▶ RECORDS FOR PROCESSING
BEGIN
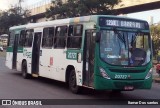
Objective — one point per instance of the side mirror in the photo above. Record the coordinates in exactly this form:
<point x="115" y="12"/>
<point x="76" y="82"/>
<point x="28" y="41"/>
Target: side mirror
<point x="98" y="37"/>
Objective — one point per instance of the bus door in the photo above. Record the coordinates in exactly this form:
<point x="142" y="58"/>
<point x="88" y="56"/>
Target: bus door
<point x="36" y="53"/>
<point x="88" y="64"/>
<point x="15" y="49"/>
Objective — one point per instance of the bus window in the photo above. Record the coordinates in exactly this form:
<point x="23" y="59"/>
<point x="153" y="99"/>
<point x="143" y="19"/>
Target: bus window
<point x="28" y="38"/>
<point x="11" y="39"/>
<point x="22" y="38"/>
<point x="74" y="39"/>
<point x="48" y="34"/>
<point x="60" y="37"/>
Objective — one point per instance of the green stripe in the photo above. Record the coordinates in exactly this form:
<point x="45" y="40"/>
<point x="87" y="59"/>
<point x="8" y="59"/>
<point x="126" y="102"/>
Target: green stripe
<point x="10" y="49"/>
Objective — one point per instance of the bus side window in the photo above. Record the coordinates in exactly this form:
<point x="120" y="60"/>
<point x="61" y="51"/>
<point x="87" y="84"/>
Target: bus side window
<point x="60" y="37"/>
<point x="22" y="38"/>
<point x="74" y="39"/>
<point x="11" y="38"/>
<point x="28" y="38"/>
<point x="48" y="35"/>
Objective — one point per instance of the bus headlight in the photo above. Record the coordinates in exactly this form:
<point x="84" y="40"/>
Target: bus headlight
<point x="103" y="73"/>
<point x="149" y="74"/>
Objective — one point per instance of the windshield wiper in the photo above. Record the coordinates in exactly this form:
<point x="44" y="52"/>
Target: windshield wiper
<point x="120" y="36"/>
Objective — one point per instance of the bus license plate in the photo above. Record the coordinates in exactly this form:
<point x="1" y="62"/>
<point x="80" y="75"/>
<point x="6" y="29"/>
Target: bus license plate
<point x="128" y="88"/>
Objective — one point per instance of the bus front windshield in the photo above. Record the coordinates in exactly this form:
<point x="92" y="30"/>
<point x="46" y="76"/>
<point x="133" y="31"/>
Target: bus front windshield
<point x="125" y="48"/>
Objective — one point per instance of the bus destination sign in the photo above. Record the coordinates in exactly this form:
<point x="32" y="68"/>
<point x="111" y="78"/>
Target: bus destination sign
<point x="103" y="21"/>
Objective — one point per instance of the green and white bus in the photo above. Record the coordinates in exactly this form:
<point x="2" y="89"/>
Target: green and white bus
<point x="98" y="51"/>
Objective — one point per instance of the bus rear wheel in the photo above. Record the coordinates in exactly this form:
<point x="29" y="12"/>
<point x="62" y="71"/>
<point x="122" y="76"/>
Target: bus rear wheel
<point x="25" y="75"/>
<point x="73" y="83"/>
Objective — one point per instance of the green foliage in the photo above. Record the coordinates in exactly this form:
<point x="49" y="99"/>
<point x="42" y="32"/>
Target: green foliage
<point x="155" y="33"/>
<point x="12" y="17"/>
<point x="74" y="8"/>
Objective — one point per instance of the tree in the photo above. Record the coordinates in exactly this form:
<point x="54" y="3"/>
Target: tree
<point x="74" y="8"/>
<point x="155" y="33"/>
<point x="12" y="17"/>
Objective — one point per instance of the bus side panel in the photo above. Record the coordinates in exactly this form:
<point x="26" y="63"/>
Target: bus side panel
<point x="9" y="57"/>
<point x="19" y="58"/>
<point x="45" y="66"/>
<point x="8" y="62"/>
<point x="27" y="55"/>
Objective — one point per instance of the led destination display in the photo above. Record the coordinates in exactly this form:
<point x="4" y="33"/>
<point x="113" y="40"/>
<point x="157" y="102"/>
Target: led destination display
<point x="115" y="22"/>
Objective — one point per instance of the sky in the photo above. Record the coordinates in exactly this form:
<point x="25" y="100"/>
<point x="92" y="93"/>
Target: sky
<point x="5" y="4"/>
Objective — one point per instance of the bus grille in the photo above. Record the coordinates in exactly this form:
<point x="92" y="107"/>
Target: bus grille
<point x="126" y="71"/>
<point x="122" y="84"/>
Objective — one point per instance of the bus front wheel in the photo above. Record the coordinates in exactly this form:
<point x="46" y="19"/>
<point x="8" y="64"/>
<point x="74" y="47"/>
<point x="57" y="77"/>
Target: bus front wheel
<point x="73" y="83"/>
<point x="25" y="75"/>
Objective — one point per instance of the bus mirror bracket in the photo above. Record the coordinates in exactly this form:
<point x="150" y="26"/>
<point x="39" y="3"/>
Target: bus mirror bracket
<point x="98" y="36"/>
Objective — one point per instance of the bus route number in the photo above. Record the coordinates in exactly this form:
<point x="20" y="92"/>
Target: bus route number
<point x="120" y="76"/>
<point x="72" y="55"/>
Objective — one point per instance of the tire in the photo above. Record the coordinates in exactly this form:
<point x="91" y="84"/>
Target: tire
<point x="25" y="75"/>
<point x="73" y="83"/>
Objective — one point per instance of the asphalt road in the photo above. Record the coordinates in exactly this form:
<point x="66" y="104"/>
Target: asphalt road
<point x="13" y="86"/>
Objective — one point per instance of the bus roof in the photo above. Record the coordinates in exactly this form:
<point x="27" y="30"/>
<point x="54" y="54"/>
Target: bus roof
<point x="68" y="21"/>
<point x="17" y="27"/>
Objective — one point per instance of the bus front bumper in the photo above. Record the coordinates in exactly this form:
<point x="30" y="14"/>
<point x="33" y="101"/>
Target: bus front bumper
<point x="110" y="84"/>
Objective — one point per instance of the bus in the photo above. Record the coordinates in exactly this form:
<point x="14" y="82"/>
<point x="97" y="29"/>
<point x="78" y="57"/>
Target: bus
<point x="101" y="52"/>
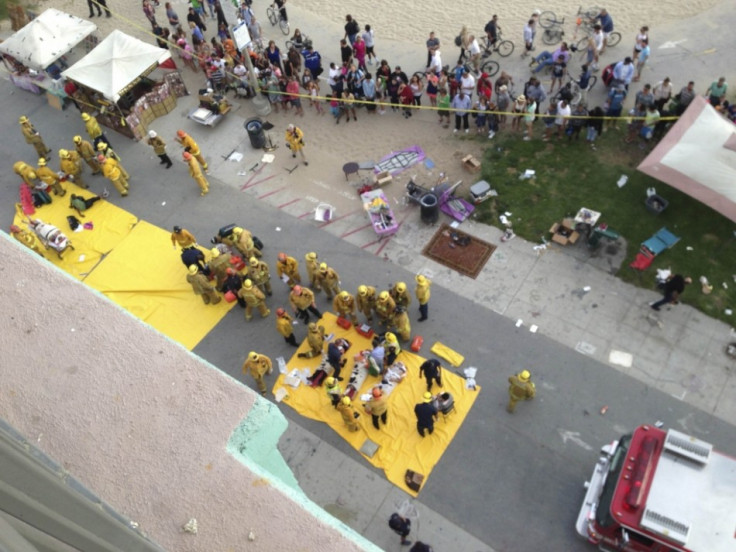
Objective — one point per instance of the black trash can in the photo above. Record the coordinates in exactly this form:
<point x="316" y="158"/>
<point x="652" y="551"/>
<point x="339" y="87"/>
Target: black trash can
<point x="430" y="208"/>
<point x="256" y="133"/>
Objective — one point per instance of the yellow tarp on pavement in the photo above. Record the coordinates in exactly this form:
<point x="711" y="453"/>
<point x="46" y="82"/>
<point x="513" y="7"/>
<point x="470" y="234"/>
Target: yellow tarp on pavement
<point x="111" y="225"/>
<point x="145" y="276"/>
<point x="400" y="446"/>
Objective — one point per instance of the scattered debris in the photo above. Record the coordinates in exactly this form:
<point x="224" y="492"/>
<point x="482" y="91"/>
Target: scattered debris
<point x="190" y="526"/>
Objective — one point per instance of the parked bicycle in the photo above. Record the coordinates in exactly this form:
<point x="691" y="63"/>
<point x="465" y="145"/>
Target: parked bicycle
<point x="572" y="92"/>
<point x="274" y="16"/>
<point x="504" y="47"/>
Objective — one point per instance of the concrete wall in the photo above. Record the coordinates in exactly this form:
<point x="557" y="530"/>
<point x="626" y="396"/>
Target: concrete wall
<point x="154" y="431"/>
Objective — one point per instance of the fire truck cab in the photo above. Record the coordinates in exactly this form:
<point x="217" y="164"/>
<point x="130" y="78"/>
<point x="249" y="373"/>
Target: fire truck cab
<point x="660" y="491"/>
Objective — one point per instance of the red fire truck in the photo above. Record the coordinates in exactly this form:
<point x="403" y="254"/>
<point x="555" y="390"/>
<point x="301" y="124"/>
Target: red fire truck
<point x="660" y="491"/>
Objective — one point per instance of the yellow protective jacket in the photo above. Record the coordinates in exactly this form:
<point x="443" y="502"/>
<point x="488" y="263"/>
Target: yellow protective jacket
<point x="303" y="300"/>
<point x="283" y="325"/>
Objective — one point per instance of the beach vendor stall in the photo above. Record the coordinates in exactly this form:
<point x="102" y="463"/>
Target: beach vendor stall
<point x="37" y="53"/>
<point x="129" y="83"/>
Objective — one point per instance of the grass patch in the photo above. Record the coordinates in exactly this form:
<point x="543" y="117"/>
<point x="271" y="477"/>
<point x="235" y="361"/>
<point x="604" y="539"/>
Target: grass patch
<point x="571" y="175"/>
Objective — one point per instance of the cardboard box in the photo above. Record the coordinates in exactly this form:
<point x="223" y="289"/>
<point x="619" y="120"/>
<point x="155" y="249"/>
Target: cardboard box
<point x="471" y="164"/>
<point x="383" y="178"/>
<point x="564" y="232"/>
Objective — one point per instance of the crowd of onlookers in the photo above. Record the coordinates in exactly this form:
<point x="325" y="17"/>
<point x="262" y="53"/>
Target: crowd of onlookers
<point x="476" y="101"/>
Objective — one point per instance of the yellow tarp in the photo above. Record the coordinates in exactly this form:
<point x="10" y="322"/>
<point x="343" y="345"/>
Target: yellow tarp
<point x="145" y="276"/>
<point x="400" y="446"/>
<point x="110" y="226"/>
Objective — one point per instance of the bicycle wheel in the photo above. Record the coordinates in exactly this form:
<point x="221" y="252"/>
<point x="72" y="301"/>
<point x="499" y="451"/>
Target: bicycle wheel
<point x="547" y="19"/>
<point x="505" y="48"/>
<point x="551" y="36"/>
<point x="613" y="39"/>
<point x="272" y="15"/>
<point x="491" y="67"/>
<point x="582" y="45"/>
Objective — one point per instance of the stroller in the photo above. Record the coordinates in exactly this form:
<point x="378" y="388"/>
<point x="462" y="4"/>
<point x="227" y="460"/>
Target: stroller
<point x="51" y="237"/>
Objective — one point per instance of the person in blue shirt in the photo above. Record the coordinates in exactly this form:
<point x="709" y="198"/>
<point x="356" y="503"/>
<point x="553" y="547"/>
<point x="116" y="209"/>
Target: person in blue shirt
<point x="607" y="26"/>
<point x="615" y="103"/>
<point x="312" y="61"/>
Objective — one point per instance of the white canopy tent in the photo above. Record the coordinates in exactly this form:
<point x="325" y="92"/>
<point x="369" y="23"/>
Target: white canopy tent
<point x="48" y="37"/>
<point x="698" y="157"/>
<point x="115" y="64"/>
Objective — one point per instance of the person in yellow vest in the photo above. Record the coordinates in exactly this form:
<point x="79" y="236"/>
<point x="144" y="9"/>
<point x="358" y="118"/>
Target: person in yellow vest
<point x="253" y="297"/>
<point x="159" y="148"/>
<point x="285" y="327"/>
<point x="349" y="415"/>
<point x="329" y="280"/>
<point x="401" y="324"/>
<point x="50" y="178"/>
<point x="183" y="237"/>
<point x="400" y="295"/>
<point x="289" y="266"/>
<point x="521" y="388"/>
<point x="385" y="307"/>
<point x="202" y="286"/>
<point x="258" y="365"/>
<point x="344" y="305"/>
<point x="301" y="300"/>
<point x="71" y="168"/>
<point x="112" y="172"/>
<point x="259" y="272"/>
<point x="195" y="171"/>
<point x="87" y="152"/>
<point x="190" y="146"/>
<point x="26" y="172"/>
<point x="219" y="263"/>
<point x="312" y="264"/>
<point x="295" y="142"/>
<point x="367" y="301"/>
<point x="26" y="237"/>
<point x="32" y="136"/>
<point x="422" y="292"/>
<point x="93" y="128"/>
<point x="315" y="339"/>
<point x="105" y="149"/>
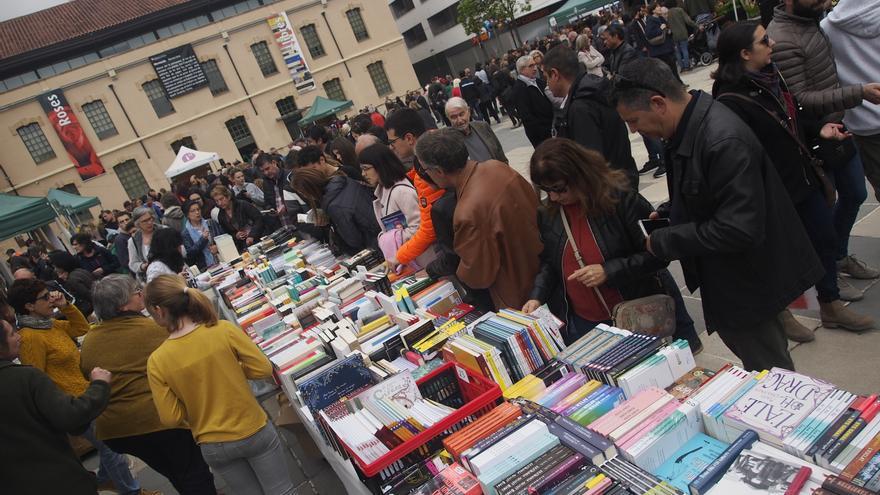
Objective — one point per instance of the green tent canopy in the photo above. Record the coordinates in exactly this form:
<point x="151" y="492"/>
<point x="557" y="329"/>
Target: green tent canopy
<point x="72" y="202"/>
<point x="19" y="214"/>
<point x="322" y="107"/>
<point x="574" y="10"/>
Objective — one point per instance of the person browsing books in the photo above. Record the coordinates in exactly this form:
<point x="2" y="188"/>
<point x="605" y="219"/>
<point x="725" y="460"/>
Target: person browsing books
<point x="198" y="377"/>
<point x="397" y="204"/>
<point x="602" y="213"/>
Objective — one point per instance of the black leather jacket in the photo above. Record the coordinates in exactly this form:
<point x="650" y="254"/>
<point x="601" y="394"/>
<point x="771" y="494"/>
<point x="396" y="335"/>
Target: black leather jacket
<point x="734" y="228"/>
<point x="629" y="266"/>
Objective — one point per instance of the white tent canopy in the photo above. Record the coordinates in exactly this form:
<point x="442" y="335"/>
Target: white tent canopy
<point x="188" y="159"/>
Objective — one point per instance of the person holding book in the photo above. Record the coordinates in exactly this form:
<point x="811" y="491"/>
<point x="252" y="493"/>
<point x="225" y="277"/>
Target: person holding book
<point x="121" y="343"/>
<point x="240" y="219"/>
<point x="166" y="254"/>
<point x="37" y="416"/>
<point x="595" y="203"/>
<point x="749" y="83"/>
<point x="347" y="204"/>
<point x="198" y="378"/>
<point x="47" y="344"/>
<point x="732" y="225"/>
<point x="397" y="204"/>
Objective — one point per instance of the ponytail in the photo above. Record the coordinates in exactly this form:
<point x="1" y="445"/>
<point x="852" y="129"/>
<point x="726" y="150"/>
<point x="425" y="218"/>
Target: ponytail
<point x="170" y="293"/>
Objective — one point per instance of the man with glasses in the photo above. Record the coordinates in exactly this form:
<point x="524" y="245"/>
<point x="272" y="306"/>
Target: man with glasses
<point x="732" y="224"/>
<point x="495" y="221"/>
<point x="481" y="142"/>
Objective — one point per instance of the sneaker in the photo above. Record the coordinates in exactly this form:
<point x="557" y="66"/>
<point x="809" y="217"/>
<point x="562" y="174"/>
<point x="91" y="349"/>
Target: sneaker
<point x="836" y="315"/>
<point x="847" y="291"/>
<point x="648" y="166"/>
<point x="856" y="268"/>
<point x="794" y="330"/>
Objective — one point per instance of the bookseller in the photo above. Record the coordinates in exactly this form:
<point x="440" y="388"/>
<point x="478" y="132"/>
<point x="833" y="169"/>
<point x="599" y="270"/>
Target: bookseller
<point x="732" y="224"/>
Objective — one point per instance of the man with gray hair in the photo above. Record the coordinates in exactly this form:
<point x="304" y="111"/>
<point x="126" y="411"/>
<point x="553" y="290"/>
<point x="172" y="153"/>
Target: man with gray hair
<point x="480" y="139"/>
<point x="532" y="105"/>
<point x="495" y="222"/>
<point x="732" y="224"/>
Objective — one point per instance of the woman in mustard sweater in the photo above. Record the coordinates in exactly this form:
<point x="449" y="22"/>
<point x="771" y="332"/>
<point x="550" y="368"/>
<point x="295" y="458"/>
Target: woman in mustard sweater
<point x="47" y="344"/>
<point x="199" y="378"/>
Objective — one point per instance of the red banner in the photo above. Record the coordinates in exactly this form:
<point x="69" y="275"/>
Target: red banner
<point x="71" y="133"/>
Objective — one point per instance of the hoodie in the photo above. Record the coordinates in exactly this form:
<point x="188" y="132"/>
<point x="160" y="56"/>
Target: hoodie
<point x="854" y="30"/>
<point x="173" y="218"/>
<point x="588" y="118"/>
<point x="349" y="204"/>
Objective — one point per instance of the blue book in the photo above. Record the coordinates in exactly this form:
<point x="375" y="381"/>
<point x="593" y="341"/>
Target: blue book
<point x="690" y="460"/>
<point x="340" y="380"/>
<point x="716" y="469"/>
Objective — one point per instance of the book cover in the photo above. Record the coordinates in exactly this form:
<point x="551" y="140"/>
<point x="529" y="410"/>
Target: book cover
<point x="690" y="460"/>
<point x="778" y="403"/>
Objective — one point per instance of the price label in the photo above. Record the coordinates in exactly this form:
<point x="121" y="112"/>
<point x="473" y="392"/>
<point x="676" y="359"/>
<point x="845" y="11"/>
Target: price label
<point x="462" y="374"/>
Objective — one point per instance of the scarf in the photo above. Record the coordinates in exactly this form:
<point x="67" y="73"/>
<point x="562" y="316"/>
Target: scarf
<point x="31" y="321"/>
<point x="196" y="234"/>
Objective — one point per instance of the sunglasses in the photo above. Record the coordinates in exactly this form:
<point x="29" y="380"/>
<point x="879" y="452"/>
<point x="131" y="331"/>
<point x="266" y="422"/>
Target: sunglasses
<point x="620" y="83"/>
<point x="560" y="189"/>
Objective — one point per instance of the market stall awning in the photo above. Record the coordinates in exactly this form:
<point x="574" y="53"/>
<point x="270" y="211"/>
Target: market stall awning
<point x="19" y="214"/>
<point x="73" y="202"/>
<point x="188" y="159"/>
<point x="574" y="10"/>
<point x="322" y="107"/>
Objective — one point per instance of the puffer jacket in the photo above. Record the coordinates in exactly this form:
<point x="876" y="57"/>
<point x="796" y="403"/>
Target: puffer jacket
<point x="349" y="204"/>
<point x="629" y="266"/>
<point x="803" y="55"/>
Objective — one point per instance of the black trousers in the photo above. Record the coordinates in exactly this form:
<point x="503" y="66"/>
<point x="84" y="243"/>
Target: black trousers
<point x="173" y="454"/>
<point x="760" y="347"/>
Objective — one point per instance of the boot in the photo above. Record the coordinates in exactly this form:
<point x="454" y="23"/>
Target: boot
<point x="836" y="315"/>
<point x="794" y="330"/>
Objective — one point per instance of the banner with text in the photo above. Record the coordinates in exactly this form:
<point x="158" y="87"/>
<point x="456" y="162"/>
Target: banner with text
<point x="179" y="71"/>
<point x="290" y="50"/>
<point x="71" y="133"/>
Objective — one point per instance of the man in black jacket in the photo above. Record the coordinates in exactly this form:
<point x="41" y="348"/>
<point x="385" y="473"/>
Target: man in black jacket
<point x="733" y="227"/>
<point x="587" y="117"/>
<point x="532" y="106"/>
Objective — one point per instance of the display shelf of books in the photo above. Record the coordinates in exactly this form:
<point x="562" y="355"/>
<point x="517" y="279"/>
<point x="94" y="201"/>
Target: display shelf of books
<point x="406" y="389"/>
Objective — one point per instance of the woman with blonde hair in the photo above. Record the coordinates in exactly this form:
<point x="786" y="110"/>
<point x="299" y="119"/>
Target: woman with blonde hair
<point x="198" y="378"/>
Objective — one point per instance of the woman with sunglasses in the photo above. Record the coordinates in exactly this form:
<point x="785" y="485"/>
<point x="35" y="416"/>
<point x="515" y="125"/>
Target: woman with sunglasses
<point x="121" y="343"/>
<point x="748" y="82"/>
<point x="596" y="205"/>
<point x="47" y="344"/>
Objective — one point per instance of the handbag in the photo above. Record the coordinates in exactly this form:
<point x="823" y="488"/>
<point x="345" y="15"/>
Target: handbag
<point x="816" y="163"/>
<point x="650" y="315"/>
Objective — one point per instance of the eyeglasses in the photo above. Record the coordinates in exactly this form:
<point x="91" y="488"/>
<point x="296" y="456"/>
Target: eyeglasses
<point x="559" y="189"/>
<point x="620" y="83"/>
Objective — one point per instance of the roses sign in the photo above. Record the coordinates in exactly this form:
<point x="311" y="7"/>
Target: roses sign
<point x="71" y="133"/>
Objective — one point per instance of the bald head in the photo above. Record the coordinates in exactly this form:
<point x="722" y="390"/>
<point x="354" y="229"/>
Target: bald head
<point x="364" y="141"/>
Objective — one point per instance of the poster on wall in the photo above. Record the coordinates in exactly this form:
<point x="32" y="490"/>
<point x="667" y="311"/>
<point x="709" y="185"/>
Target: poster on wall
<point x="71" y="133"/>
<point x="296" y="64"/>
<point x="179" y="71"/>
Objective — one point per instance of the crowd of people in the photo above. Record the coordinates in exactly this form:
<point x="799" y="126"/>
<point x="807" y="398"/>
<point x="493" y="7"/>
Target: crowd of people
<point x="752" y="226"/>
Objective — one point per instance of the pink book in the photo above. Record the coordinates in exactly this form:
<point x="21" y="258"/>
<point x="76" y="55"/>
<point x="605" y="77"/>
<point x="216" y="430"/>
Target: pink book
<point x="624" y="412"/>
<point x="638" y="432"/>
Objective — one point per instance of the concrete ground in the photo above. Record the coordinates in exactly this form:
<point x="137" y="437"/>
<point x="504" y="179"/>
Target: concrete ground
<point x="843" y="358"/>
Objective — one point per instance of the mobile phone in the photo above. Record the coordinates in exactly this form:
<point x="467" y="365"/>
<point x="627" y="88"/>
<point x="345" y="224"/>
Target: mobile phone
<point x="650" y="225"/>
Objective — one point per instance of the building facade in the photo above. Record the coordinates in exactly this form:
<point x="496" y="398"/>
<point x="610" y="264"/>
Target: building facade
<point x="438" y="44"/>
<point x="352" y="48"/>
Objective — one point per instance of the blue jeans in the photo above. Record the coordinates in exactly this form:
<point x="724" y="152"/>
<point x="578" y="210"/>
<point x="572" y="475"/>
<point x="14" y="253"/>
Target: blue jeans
<point x="251" y="466"/>
<point x="816" y="217"/>
<point x="684" y="58"/>
<point x="849" y="179"/>
<point x="113" y="466"/>
<point x="654" y="147"/>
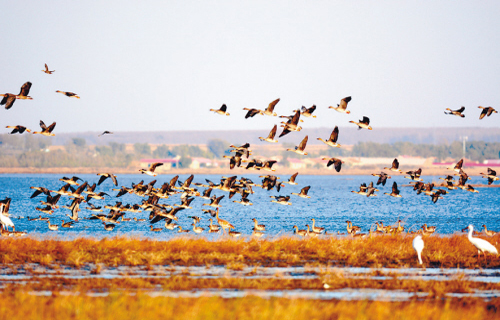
END
▶ DIRECTIVE
State how many lines above contain the word "wiper", counting case as significant, and give only that number.

▶ EXERCISE ANSWER
2